Reproduce the lines below, replacing "wooden" with "timber" throughout and leaving everything else unchanged. Leave the pictures out of your answer.

# # # # #

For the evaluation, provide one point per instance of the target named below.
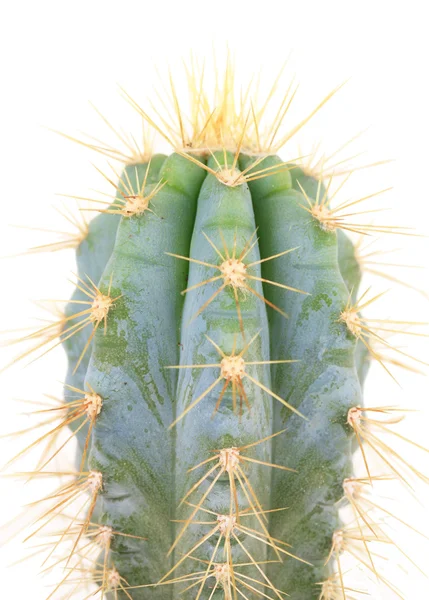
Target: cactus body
(217, 356)
(145, 464)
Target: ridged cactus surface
(217, 356)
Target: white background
(55, 56)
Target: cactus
(217, 355)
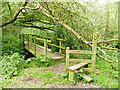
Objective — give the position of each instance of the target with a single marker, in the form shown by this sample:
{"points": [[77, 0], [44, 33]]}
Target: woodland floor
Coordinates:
{"points": [[46, 77]]}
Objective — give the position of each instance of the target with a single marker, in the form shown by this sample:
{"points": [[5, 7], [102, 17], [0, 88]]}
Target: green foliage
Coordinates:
{"points": [[11, 44], [10, 65], [107, 77], [40, 61]]}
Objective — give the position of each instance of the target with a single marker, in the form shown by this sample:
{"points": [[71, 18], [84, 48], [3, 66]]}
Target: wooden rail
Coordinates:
{"points": [[83, 61], [43, 39]]}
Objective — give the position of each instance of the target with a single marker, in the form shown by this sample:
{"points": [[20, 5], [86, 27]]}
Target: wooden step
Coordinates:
{"points": [[77, 66], [86, 77], [57, 58]]}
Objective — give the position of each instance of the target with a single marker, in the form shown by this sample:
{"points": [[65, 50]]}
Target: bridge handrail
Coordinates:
{"points": [[48, 37], [45, 41]]}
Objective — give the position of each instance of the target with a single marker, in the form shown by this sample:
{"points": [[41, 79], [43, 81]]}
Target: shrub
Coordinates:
{"points": [[11, 44]]}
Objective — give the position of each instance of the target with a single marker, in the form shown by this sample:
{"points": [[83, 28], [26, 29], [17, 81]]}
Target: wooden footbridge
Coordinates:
{"points": [[33, 43], [38, 44]]}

# # # # #

§ EXPECTED ANSWER:
For the evaluation, provide one point per instance of the target named below.
Target: cactus body
(217, 356)
(145, 464)
Target: ridged cactus surface
(217, 356)
Target: white background
(55, 56)
Target: cactus
(217, 355)
Objective — give the position of each instance of the target with a single marker, in the form shown by this sample:
{"points": [[77, 0], [44, 33]]}
Target: woodland floor
Coordinates:
{"points": [[46, 77]]}
Objective — give the position of each instance of the target with a single marker, in the form shown by this sample:
{"points": [[5, 7], [102, 17], [0, 88]]}
Target: green foliage
Coordinates:
{"points": [[11, 44], [10, 65], [107, 77], [40, 61]]}
Objective — give the position of each instance of the target with a single marker, in the form shown by this sample:
{"points": [[71, 18], [84, 48], [3, 66]]}
Target: timber rail
Coordinates:
{"points": [[83, 61], [43, 39]]}
Objective — give the position of each instance of the target with a single marker, in the form shown by this sample:
{"points": [[20, 5], [86, 27]]}
Target: timber step
Coordinates:
{"points": [[77, 66], [86, 77], [57, 58]]}
Objective — give the position of each instance of the target with a single marker, in the form shown by this sample:
{"points": [[65, 50]]}
Target: bridge handrail
Coordinates:
{"points": [[48, 37], [45, 41]]}
Objective — give the position of each instance of the target with a single marker, in the form shown by this sample:
{"points": [[41, 79], [43, 81]]}
Target: shrub
Coordinates:
{"points": [[11, 44]]}
Objective — give the position of each instance of the target with a single marker, in the form shown by this sample:
{"points": [[83, 28], [26, 29], [17, 81]]}
Target: timber footbridge
Coordinates:
{"points": [[33, 43], [38, 44]]}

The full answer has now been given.